Franke, U., Polerecky, L., Precht, E., & Huettel, M. (2006). Wave tank study of particulate organic matter degradation in permeable sediments. Limnology and Oceanography, 51(2), 1084-1096.


Cite as: http://hdl.handle.net/21.11116/0000-0001-CF87-E
Abstract
We used a wave tank to study the influence of pore‐water flow and diffusive transport on the degradation of labile particular organic matter (POM: Ulva lactuca pieces) embedded in permeable sediment. Pore‐water advection, induced by the interaction of the wave‐driven oscillatory boundary flow and stationary sediment ripples, reproducibly exposed POM buried in the top 2 cm of the sediment to oxic or anoxic conditions lasting between days and weeks. Planar oxygen optodes together with carbon and nitrogen analyses were used to visualize and quantify the degradation rates. Oxygen consumption rates (OCR) were up to 18‐times higher at locations of the buried POM compared to the surrounding sediment. Elevated OCR were also detected downstream the POM locations. Despite high permeability of the sediment and exposure to oxygenated pore‐water flows, suboxic and anoxic sites and suboxic pore‐water “plumes” developed at and downstream of the locations of POM in otherwise oxygenated sediment regions. The carbon loss of the buried U. lactuca discs derived from the OCR measurements was only 4–15% of that measured by the carbon analysis of the recovered pieces, suggesting that the bacterial degradation of POM and the final degradation of dissolved organic matter (DOM) were spatially decoupled by the pore‐water flow. Advection can thus enhance the rate of organic matter degradation by efficiently distributing DOM from the “hotspots” of organic matter mineralization to larger volumes of permeable sediments and associated microbial communities.
========
▸ TASK 1: List the authors of the wave tank study as the citation gives them.
▸ TASK 2: Translate this sentence from the wave tank study into Spanish: "Planar oxygen optodes together with carbon and nitrogen analyses were used to visualize and quantify the degradation rates."
▸ TASK 3: According to the wave tank study, how much higher were oxygen consumption rates at the locations of the buried POM than in the surrounding sediment?

[Saved entries]
========
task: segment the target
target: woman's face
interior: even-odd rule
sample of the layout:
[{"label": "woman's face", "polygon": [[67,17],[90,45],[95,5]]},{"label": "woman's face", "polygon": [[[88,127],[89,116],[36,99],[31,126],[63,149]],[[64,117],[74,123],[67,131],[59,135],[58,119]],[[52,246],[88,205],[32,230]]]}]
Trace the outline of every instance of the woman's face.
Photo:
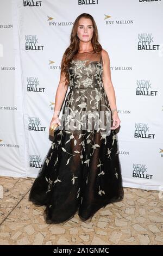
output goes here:
[{"label": "woman's face", "polygon": [[79,39],[83,42],[90,41],[93,34],[93,27],[91,20],[80,18],[79,20],[77,33]]}]

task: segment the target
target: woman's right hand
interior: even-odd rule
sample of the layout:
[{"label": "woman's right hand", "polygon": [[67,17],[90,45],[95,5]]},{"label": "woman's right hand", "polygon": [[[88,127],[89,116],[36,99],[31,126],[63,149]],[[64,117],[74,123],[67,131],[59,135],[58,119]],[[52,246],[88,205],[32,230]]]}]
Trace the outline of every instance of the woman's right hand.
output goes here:
[{"label": "woman's right hand", "polygon": [[58,125],[61,125],[61,123],[59,121],[59,118],[53,117],[51,121],[49,129],[53,125],[54,125],[55,124],[58,124]]}]

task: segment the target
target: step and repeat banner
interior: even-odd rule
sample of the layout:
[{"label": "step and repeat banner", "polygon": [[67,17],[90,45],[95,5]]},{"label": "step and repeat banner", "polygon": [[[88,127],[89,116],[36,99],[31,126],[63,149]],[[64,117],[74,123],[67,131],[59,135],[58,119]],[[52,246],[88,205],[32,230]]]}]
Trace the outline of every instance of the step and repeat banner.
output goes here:
[{"label": "step and repeat banner", "polygon": [[0,2],[1,175],[37,176],[62,56],[86,13],[110,59],[123,185],[163,189],[162,11],[163,1]]}]

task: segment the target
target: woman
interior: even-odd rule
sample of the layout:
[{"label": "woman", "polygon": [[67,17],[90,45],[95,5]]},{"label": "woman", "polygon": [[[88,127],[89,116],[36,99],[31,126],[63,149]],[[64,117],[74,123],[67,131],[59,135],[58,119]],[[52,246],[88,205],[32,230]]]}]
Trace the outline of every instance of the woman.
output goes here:
[{"label": "woman", "polygon": [[[68,86],[61,123],[59,114]],[[29,199],[46,206],[47,223],[65,222],[77,211],[85,221],[123,197],[116,131],[120,120],[109,57],[98,41],[97,26],[89,14],[81,14],[74,22],[62,59],[55,103],[50,127],[62,124],[62,128],[55,131]],[[91,128],[84,129],[90,123]],[[101,123],[107,128],[96,129]]]}]

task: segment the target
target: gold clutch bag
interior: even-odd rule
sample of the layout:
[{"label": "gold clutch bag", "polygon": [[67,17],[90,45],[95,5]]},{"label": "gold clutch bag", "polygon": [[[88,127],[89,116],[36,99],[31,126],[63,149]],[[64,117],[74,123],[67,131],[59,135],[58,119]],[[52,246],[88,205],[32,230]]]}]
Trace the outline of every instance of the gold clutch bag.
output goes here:
[{"label": "gold clutch bag", "polygon": [[54,124],[52,125],[52,126],[49,129],[49,136],[52,138],[54,137],[54,132],[56,128],[58,126],[58,124],[57,123]]}]

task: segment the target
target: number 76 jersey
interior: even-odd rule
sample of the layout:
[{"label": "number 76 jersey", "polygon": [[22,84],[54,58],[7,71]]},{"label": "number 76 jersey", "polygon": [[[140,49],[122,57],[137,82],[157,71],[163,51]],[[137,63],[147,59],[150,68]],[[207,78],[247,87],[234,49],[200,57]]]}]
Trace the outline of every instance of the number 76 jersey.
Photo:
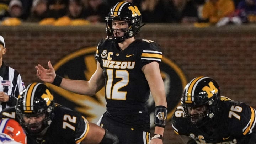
========
▸ WRITTEN RESPONSE 1: U. Franke, L. Polerecky, E. Precht, M. Huettel

▸ WRITTEN RESPONSE 2: Se utilizaron optodos planares de oxígeno junto con análisis de carbono y nitrógeno para visualizar y cuantificar las tasas de degradación.

▸ WRITTEN RESPONSE 3: Up to 18 times higher.